# EXTRACTED ENTRIES
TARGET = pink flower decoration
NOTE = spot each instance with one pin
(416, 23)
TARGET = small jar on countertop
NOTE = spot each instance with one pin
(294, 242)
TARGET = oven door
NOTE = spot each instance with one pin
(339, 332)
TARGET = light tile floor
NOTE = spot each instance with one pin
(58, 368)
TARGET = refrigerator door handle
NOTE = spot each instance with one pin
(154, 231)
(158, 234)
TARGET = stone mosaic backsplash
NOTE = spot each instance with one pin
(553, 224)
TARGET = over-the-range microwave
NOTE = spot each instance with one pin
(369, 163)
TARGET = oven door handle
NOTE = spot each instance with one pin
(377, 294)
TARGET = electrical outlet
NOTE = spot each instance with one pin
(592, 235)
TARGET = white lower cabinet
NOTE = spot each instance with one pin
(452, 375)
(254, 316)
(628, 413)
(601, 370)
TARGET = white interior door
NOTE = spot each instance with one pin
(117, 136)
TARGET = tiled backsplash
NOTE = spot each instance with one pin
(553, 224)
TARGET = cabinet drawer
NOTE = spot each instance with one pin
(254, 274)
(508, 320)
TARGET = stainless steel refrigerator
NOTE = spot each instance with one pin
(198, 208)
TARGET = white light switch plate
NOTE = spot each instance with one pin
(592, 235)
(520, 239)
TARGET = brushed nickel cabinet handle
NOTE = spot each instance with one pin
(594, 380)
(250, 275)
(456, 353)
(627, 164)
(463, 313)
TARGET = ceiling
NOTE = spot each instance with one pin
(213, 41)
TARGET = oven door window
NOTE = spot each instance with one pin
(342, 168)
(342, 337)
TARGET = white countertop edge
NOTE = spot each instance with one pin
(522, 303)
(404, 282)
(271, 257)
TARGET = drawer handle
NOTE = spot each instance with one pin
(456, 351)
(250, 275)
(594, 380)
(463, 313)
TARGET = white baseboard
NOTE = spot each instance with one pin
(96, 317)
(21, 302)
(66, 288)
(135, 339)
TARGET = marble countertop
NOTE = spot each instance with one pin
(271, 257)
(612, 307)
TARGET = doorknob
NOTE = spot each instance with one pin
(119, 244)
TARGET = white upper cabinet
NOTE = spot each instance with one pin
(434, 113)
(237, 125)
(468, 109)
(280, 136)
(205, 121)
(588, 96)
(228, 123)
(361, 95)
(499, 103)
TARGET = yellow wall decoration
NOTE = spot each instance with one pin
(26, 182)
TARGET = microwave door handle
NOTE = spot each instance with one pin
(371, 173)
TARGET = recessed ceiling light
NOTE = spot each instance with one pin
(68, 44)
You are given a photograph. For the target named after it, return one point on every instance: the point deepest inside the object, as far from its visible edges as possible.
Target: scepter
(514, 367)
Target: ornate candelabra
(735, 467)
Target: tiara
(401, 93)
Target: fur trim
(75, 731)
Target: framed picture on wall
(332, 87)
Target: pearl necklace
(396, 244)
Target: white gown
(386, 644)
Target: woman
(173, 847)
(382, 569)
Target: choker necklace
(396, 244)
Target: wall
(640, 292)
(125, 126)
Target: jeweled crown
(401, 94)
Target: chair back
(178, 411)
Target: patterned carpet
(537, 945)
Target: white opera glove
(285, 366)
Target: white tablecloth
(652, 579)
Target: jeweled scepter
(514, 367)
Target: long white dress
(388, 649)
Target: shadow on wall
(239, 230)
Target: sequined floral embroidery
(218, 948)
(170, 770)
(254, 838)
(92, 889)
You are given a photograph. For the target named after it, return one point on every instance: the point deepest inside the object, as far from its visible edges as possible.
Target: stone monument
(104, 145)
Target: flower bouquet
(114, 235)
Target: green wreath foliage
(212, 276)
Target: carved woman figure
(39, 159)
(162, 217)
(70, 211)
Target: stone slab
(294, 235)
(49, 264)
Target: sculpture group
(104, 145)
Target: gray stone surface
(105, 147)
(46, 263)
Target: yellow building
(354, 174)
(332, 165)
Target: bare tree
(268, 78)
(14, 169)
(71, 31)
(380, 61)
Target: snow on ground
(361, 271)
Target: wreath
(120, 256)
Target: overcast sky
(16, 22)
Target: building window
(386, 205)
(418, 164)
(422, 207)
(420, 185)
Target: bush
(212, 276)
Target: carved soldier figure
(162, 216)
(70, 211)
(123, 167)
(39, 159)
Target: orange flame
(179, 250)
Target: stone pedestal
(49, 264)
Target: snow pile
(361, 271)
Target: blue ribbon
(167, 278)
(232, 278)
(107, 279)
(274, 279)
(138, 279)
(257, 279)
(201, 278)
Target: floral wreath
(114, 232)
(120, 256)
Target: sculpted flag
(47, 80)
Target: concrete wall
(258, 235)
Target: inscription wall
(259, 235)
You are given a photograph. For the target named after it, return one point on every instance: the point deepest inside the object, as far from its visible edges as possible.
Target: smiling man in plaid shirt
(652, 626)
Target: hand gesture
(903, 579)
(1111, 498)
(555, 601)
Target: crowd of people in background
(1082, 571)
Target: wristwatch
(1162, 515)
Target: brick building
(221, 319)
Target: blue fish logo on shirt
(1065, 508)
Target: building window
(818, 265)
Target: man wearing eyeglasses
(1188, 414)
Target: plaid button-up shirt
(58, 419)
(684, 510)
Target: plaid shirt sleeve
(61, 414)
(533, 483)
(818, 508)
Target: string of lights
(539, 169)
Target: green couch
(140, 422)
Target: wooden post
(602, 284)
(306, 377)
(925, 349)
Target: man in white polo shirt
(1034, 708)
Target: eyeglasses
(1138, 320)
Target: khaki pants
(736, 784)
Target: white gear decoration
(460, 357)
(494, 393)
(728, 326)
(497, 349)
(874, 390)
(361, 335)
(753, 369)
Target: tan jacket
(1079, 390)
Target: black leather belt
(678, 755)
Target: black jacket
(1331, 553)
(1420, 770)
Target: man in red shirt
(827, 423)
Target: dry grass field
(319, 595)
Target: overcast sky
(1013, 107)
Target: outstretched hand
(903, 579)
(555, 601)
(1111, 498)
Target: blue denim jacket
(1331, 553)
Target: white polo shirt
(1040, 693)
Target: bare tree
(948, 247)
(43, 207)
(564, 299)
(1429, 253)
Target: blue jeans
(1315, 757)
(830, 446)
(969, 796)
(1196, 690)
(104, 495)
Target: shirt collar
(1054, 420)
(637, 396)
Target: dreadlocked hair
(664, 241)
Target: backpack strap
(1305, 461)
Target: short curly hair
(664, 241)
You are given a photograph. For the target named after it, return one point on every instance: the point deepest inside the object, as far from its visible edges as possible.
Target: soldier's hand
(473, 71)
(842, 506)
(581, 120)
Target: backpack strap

# TASK INSTRUCTIONS
Exactly and only the lines from the one containing "Target: man in white polo shirt" through the end of the material are to be reproduced, both ends included.

# SOLUTION BELOW
Target: man in white polo shirt
(1034, 708)
Target: eyeglasses
(1138, 320)
Target: khaki pants
(736, 784)
Target: white gear decoration
(460, 357)
(494, 393)
(728, 326)
(497, 349)
(874, 390)
(361, 335)
(753, 369)
Target: tan jacket
(1079, 390)
Target: black leather belt
(678, 755)
Target: black jacket
(1331, 553)
(1420, 770)
Target: man in red shirt
(827, 423)
Target: dry grass field
(319, 595)
Target: overcast sky
(1013, 107)
Target: outstretched hand
(903, 579)
(555, 601)
(1111, 498)
Target: blue denim jacket
(1331, 553)
Target: white polo shirt
(1040, 693)
Target: bare tree
(948, 247)
(43, 207)
(564, 299)
(1429, 253)
Target: blue jeans
(1315, 757)
(830, 446)
(969, 796)
(1196, 690)
(104, 495)
Target: shirt collar
(1054, 420)
(637, 396)
Target: dreadlocked hair
(664, 241)
Target: backpack strap
(1305, 461)
Target: short curly hair
(664, 241)
You are given a photograph. For the target named after it, return one point on every instance: the point deepest inside the object, as far from its visible edges as possible.
Target: soldier's hand
(473, 71)
(842, 506)
(581, 120)
Target: backpack strap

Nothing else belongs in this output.